SELECTED EXCERPT ->
----

I remembered the days of old, and I meditated on all Your works; I meditated on the works of Your hands (Psalm 142:5), – once said the holy prophet king David. Therefore, an understanding of where we need to go arises from whether we have faith in God and how we learn from the achievements and mistakes of our ancestors.

In Rus’, the Orthodox faith was and remains the pivot that unites the country. And therefore, in order to be reborn after spiritual chaos, the Russian people must return to those values, traditions and customs of the Orthodox faith and culture, which give meaning to life, strength in the struggle against the enemies of Orthodoxy and support in defending the Homeland.

The Old Belief is not just some kind of different view on Orthodox Christianity, as some try to present on occasion, but it is Christianity in its purest and most unalterable form – our historical experience today can help the Russian people on the path of rebirth.

This experience consists of: relying on God’s help; in self-organisation; upholding the national Russian way of life, customs and culture; a strong large family, and; pious religious upbringing of the younger generation in honourable, conscientious work. Also, in good-neighbourly relations with the surrounding non-Orthodox and secular society, and in unity in all matters for the good of our Motherland, if, of course, this unity does not contradict religious convictions.

I would like to consider the theme of the unity of our history with only one, but, as I deem, convincing example.

In April of this year, I had the opportunity to visit a well-known Old-believer woman who lives a reclusive life in the Siberian taiga. Her name is Agafia Lykova. I am sure that this is not an empty sound for many of those present in this room: in the 1980s, the story of a family of hermits who had not been in contact with civilization for more than 40 years had the strongest resonance in the Soviet press.

----

Recorded data ->
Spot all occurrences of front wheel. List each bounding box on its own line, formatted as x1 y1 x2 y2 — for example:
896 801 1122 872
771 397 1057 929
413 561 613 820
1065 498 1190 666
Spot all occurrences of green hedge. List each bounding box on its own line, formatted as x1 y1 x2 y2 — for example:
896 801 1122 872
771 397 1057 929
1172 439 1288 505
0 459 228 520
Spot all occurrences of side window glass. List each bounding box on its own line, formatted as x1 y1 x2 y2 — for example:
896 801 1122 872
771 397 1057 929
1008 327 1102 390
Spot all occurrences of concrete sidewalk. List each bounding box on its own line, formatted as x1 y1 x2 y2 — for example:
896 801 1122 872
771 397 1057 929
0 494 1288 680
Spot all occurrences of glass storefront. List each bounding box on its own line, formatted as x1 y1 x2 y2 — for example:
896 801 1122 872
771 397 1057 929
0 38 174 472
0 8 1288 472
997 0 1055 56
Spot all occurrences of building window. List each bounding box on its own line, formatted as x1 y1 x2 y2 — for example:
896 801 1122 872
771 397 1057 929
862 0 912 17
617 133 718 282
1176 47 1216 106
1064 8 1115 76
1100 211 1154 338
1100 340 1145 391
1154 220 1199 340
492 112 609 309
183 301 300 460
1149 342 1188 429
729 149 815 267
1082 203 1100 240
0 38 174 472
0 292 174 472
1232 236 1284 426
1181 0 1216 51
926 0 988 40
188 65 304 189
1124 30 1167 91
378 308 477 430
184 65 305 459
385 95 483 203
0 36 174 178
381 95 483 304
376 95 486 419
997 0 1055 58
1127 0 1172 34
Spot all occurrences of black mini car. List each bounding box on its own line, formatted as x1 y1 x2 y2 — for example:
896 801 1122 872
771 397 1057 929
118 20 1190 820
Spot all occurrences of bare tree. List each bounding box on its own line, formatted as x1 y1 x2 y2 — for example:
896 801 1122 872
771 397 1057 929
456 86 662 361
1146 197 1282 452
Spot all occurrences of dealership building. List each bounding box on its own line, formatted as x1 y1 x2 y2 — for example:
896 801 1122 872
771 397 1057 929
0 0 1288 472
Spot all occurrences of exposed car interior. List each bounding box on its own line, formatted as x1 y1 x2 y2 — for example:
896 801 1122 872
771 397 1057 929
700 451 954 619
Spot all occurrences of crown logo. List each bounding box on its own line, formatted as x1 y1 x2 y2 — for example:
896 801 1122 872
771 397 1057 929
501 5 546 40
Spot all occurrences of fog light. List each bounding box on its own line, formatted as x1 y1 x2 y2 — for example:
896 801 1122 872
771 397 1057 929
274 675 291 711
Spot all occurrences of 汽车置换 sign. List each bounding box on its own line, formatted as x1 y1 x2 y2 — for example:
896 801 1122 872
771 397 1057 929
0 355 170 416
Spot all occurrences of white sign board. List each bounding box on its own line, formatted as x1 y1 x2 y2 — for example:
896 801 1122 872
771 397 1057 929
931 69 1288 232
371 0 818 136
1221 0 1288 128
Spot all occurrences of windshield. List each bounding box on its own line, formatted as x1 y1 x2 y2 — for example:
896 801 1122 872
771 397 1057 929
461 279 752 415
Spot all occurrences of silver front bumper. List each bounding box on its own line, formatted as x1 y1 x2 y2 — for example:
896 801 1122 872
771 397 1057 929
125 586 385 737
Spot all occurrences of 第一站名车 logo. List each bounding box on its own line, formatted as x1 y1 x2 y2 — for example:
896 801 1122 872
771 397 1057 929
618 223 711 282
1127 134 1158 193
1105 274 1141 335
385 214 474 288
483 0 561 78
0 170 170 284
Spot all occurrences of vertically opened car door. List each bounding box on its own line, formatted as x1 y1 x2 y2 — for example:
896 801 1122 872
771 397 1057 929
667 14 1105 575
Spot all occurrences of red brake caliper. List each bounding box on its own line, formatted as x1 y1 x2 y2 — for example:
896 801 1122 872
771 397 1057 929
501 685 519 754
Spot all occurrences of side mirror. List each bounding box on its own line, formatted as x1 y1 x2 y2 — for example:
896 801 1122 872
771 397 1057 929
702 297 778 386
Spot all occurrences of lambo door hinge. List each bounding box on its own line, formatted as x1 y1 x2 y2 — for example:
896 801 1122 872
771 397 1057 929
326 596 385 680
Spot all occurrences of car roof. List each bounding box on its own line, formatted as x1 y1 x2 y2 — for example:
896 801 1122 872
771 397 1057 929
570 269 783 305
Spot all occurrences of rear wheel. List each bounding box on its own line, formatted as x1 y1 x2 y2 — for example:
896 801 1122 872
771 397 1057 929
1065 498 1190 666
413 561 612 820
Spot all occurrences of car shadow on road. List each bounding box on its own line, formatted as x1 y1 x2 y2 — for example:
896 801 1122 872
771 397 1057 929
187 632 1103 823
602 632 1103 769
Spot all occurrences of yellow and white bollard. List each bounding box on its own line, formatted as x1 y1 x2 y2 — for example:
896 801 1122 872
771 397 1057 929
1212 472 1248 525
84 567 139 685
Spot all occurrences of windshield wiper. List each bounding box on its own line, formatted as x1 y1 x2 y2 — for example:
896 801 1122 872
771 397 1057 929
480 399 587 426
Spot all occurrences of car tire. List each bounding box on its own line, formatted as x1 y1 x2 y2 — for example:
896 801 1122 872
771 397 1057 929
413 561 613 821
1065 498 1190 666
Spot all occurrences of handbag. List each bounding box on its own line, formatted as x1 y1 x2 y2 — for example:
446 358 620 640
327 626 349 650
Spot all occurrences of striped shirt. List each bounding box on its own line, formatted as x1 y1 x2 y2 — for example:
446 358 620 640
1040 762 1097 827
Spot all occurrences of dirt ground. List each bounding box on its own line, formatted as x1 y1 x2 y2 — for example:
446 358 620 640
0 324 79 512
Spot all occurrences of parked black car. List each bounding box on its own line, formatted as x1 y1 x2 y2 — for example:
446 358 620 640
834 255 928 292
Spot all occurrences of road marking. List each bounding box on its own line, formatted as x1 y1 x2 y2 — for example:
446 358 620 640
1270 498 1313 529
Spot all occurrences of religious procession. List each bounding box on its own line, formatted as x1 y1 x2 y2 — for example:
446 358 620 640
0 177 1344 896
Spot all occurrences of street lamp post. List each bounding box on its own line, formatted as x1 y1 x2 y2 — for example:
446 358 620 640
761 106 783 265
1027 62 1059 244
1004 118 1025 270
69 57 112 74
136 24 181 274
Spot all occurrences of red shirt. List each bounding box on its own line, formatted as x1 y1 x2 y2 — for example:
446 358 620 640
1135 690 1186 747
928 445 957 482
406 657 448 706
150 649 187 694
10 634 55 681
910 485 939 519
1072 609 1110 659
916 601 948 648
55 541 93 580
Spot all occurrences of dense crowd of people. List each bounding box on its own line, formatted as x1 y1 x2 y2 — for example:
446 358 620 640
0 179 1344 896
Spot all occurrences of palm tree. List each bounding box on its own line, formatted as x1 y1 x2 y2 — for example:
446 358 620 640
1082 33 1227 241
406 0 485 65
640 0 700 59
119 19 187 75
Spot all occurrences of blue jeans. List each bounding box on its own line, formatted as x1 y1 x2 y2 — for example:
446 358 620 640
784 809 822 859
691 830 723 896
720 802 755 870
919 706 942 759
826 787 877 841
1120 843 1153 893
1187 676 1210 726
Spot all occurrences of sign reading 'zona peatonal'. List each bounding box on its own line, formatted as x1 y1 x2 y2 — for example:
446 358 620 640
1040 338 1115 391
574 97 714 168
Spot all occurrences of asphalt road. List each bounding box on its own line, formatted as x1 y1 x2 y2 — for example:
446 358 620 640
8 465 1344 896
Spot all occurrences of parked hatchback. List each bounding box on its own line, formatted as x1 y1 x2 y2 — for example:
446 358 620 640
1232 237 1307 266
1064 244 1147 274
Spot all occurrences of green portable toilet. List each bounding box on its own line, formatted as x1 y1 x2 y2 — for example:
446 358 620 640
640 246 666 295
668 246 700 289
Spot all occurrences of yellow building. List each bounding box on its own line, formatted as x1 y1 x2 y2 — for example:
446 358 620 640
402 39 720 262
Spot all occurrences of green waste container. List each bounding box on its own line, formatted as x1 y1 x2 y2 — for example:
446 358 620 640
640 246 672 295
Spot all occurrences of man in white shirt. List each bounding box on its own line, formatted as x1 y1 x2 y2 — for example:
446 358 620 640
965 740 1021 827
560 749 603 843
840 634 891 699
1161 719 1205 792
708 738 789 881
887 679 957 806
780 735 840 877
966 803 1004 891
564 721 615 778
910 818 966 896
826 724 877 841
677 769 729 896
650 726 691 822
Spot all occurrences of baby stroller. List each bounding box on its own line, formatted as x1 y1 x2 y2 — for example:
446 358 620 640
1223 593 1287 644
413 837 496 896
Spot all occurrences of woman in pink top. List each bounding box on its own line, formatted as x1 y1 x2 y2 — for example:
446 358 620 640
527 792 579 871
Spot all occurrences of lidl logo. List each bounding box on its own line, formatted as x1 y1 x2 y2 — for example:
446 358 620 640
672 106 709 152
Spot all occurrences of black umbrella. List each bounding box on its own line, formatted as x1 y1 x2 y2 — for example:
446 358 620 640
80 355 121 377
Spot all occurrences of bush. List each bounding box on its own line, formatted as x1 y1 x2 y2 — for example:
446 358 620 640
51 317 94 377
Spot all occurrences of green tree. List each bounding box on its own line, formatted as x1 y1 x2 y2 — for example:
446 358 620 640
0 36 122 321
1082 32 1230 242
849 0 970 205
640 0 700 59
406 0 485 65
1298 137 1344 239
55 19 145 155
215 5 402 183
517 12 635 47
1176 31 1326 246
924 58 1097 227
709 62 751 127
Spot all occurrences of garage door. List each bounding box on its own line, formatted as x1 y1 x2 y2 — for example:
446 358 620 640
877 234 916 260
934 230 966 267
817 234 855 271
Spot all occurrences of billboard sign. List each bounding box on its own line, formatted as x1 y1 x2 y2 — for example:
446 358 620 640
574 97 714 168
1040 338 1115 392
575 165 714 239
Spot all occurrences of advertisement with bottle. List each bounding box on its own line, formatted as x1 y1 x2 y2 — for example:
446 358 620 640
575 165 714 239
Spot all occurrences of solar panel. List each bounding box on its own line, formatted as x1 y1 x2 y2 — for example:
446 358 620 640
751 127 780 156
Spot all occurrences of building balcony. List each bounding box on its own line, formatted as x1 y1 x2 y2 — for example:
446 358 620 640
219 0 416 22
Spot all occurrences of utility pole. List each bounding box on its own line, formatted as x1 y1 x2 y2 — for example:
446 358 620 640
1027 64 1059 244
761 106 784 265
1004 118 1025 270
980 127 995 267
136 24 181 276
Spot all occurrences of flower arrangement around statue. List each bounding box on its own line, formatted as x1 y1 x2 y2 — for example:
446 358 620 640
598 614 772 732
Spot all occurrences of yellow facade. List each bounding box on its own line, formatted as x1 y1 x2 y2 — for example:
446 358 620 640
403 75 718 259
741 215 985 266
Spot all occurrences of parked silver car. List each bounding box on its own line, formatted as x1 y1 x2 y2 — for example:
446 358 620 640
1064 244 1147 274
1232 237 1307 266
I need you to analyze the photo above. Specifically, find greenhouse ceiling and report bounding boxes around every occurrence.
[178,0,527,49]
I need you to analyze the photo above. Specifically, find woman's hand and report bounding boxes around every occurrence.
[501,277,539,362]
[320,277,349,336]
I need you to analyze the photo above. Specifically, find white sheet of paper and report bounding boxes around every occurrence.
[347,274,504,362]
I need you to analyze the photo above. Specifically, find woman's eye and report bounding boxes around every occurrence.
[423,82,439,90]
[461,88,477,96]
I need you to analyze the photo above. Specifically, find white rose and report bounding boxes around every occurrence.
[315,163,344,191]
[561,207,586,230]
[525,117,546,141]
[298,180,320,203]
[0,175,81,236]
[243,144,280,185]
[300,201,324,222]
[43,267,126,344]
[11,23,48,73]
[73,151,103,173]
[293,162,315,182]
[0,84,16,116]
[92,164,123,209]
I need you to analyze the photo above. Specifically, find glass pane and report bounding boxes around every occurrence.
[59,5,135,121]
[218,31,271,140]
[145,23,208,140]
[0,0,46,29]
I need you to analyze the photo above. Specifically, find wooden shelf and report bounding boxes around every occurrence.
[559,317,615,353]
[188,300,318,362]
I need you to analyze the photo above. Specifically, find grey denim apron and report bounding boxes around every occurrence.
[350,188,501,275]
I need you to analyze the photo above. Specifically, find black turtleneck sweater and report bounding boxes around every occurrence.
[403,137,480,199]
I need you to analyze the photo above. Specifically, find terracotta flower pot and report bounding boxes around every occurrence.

----

INSTRUCTIONS ->
[A] Turn the paragraph of the passage on the Old Belief that begins "This experience consists of" into a bulleted list that keeps its main facts.
[B] In the rows, starting at the line that contains "Spot all occurrences of utility" and ending at the line that contains "741 215 985 266", substitute "telephone pole" for "utility pole" and give back only those lines.

RESPONSES PER TASK ->
[A]
- Relying on God's help
- Self-organization
- Upholding the national Russian way of life, customs and culture
- A strong large family
- Pious religious upbringing of the younger generation in honorable, conscientious work
- Good-neighborly relations with the surrounding non-Orthodox and secular society
- Unity in all matters for the good of the Motherland, provided this unity does not contradict religious convictions

[B]
Spot all occurrences of telephone pole. List each bounding box on its own line, formatted as x1 y1 x2 y2 — for example:
446 358 620 640
1027 64 1059 244
761 106 784 265
1004 118 1025 270
980 127 995 267
136 24 181 276
Spot all occurrences of flower arrangement around statue. List each bounding box on its own line, formatted as x1 y1 x2 y2 — for example:
446 358 620 640
598 614 772 732
Spot all occurrences of yellow facade. List each bounding box on its own line, formatted as x1 y1 x2 y2 — for example:
446 358 620 640
403 75 718 259
741 215 985 266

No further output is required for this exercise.